## PROBLEM TO SOLVE
According to the page on the 10to19 Dasra Adolescents Collaborative, what initiative did Dasra launch in 2013?

10to19 Dasra Adolescents Collaborative

Strategic Philanthropy | Feb, 2020

10to19 Dasra Adolescents Collaborative: Anchoring a collaborative for adolescent empowerment

Quick Facts

  • Year Established: 2017
  • Key Funders: Tata Trusts, USAID, Kiawah Trust, Children’s Investment Fund Foundation (CIFF), The David and Lucile Packard Foundation, Bank of America Merrill Lynch, corporate funders, family foundations, individual philanthropists, etc.
  • Key Partners: Aangan Trust, Child In Need Institute, Centre For Catalyzing Change (C3), Quest Alliance
  • Systems Actors Engaged: Adolescents, community of practice anchored by non-profit organisations, state and central government, experts, philanthropists/donors, adolescents’ communities, media, Dasra Giving Circle, corporate funders

The Problem: Adolescents as a vulnerable population

India is home to more adolescents than any other country. Yet, this group—particularly adolescent girls—still faces immense social and economic challenges that complicate their transition from childhood to adulthood. Adolescents are denied empowerment and development across their lifespan in the form of poor nutrition and health, lack of education, dearth of equal employment opportunities, early marriage and pregnancy, as well as sexual violence. A common pool of interlinked norms and beliefs underlie these varied manifestations of vulnerability among adolescents, which siloed and fragmented solutions are unlikely to address in a sustainable manner.

The Solution: Building a multi-stakeholder collaborative for adolescent empowerment

Dasra launched the Dasra Girl Alliance in 2013 to direct awareness, funding and resources to the field of adolescents in India. Over four years, this initiative evolved into a multi-stakeholder initiative, the 10to19: Dasra Adolescents Collaborative (referred to as “the Collaborative”). Launched in partnership with The Department of Health and Family Welfare, Government of India, the Collaborative is an outcomes-led, national platform that aligns the expertise and perspectives of multiple stakeholders, across national, state and local levels, to ensure sustainable empowerment for 5 million adolescents in India, through transformative efforts. The key outcomes for 10to19 DAC link to broader Sustainable Development Goals relating to health and well-being, equitable education and gender equality.

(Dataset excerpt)

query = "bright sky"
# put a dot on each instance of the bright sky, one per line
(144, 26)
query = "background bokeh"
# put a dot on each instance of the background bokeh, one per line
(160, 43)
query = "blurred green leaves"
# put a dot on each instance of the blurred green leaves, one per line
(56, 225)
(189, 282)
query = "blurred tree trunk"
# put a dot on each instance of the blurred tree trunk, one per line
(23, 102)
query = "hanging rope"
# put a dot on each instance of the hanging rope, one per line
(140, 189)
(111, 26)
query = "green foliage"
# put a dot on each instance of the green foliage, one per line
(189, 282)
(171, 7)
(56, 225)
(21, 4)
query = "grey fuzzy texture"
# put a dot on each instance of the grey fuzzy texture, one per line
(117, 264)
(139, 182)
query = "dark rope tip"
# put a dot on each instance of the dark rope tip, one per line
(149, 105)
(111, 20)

## EXERCISE RESULT
The Dasra Girl Alliance.